REQUIRED WORK:
1. Reproduce word for word the part of the online dating comments that opens with the words "If they want" and closes with "any other details.".
2. Carry on the comments about online dating from the point where they stop.
*** Opening SUPPLIED TEXT ***
Twelve and a half years ago my Sister-in-Law put me up to going on an online dating site having come out of a relationship. After five months we moved in together and after a year we married. I am blessed to have a kind, funny, caring, loving husband who is also my best friend and soul mate. Obviously, you do have to be cautious, but as my 11 years of happy marriage prove, it can work. Good luck
I definitely wouldn’t reply to anyone living, working, visiting or travelling abroad.
You go for it, but just be careful as there are so many sites nowadays to go on, it's a minefield. A lady I know was scammed by a guy who promised her the world. She sold her house to send him money, her business has fallen apart and her family have been through the wringer with her all because of this manipulating scumbag.
Take care, meet in a public place and make sure there's someone at the end of the phone if you want to do a runner...
Thanks for all the comments, this is giving me a lot to think about. Married men pretending to be single is something else I’ve been warned about.
I've been with my partner for 24 years and we met online.
Back then it was more chat rooms rather than dating sites but they were basically the same .
We started chatting and didn't meet up for 3 months .
I think these days it will be much harder to meet someone as its much more about ' throw away relationships '
I met my husband 12 years ago through an online dating website. I was wary about this method of meeting people but I actually met 2 other people who were also decent guys before getting together with my husband. It was a very good move for me. I was 47 at the time
Why not? I met my husband through a dating site but you have to careful.
From my experience:
Be very careful if they are not UK based, say that they are offshore or are not available to meet up.
Stay with messaging on the dating site, it has algorythms to help isolate scammers. They may ask you to go to another messaging service but DON'T. A genuine prospect will respect your decision.
If they want to speak to you, ask for a landline number then Google their phone number to see if anyone has been scammed by them. Try who-called.co.uk
Google any details that they give eg employer's company name, personal email address if they give it, their name for any other details.
If they look particularly fanciable, you can reverse search on the photo to see if they have harvested it from someone else's Facebook etc account.
If they ask you for money, however small, they are scamming you, report them to the dating website and the police. Or say that you can't afford it but need them to send you a substantial amount of money.
*** Closing SUPPLIED TEXT ***
*** Opening DATA TO EXAMINE ***
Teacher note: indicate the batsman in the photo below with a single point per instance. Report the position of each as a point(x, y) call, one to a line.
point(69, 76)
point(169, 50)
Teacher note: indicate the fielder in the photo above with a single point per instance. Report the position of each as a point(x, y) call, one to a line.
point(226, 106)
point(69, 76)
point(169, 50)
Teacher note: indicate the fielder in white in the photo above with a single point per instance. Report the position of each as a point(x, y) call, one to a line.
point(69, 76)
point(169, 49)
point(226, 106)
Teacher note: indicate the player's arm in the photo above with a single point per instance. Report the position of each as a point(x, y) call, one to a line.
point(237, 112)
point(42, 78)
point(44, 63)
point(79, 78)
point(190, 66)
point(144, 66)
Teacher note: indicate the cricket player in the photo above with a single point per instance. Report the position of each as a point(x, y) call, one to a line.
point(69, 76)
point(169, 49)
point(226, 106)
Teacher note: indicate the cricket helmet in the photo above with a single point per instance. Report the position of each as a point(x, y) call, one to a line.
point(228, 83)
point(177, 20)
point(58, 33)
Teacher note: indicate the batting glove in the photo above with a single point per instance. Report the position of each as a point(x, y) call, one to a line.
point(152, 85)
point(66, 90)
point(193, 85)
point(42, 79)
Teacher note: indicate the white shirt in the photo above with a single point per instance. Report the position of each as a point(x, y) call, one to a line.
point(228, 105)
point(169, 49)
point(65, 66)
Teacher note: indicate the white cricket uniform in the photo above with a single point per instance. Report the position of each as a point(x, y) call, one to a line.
*** Closing DATA TO EXAMINE ***
ANSWERS FOR THE EXERCISE:
1.
If they want to speak to you, ask for a landline number then Google their phone number to see if anyone has been scammed by them. Try who-called.co.uk
Google any details that they give eg employer's company name, personal email address if they give it, their name for any other details.

2.
I was the victim of a dating scam but sussed it early and never paid anything.
BUT I did meet my husband, who is lovely, on a dating site.
Good luck and I hope you get to meet lots of potential friends.
My own experience of online dating wasn't that positive and found that I seemed to only attract the type of man that if I met them in the street, I would have given them a wide berth!
One guy I did keep in contact with and actually had a few dates with , blew very hot and cold - there seems to be a general thing with some men that if you are on a dating site, you must be desperate! With this guy, after the 3rd date, he tried to insist that as he had seen me more than once, he had the right to have sex but only at my place. Difficult, as a single parent, I was living with my parents!
I found out several weeks later, after he had a dated a friend, that he was actually married and his wife was pregnant! He told my friend that using dating websites worked out cheaper than seeing a prostitute!!!
I was just unlucky - another friend has just got married, after meeting her husband on a dating site.
I'd just say to go in with an open mind, you may not meet anyone that looks like the ads on tv, and be careful if you meet them - have someone either in the vicinity or easily contactable and whatever story they tell, don't give them any money for any reason !
Go with your gut feeling, give it a try if that’s what you want to do! But me I wouldn’t do it, my friend met someone on pof married him and all hunky dory for few months then he just upped and left when she really needed him! ( illness) he decided that his AC should live there with them, they did nothing but cause problems!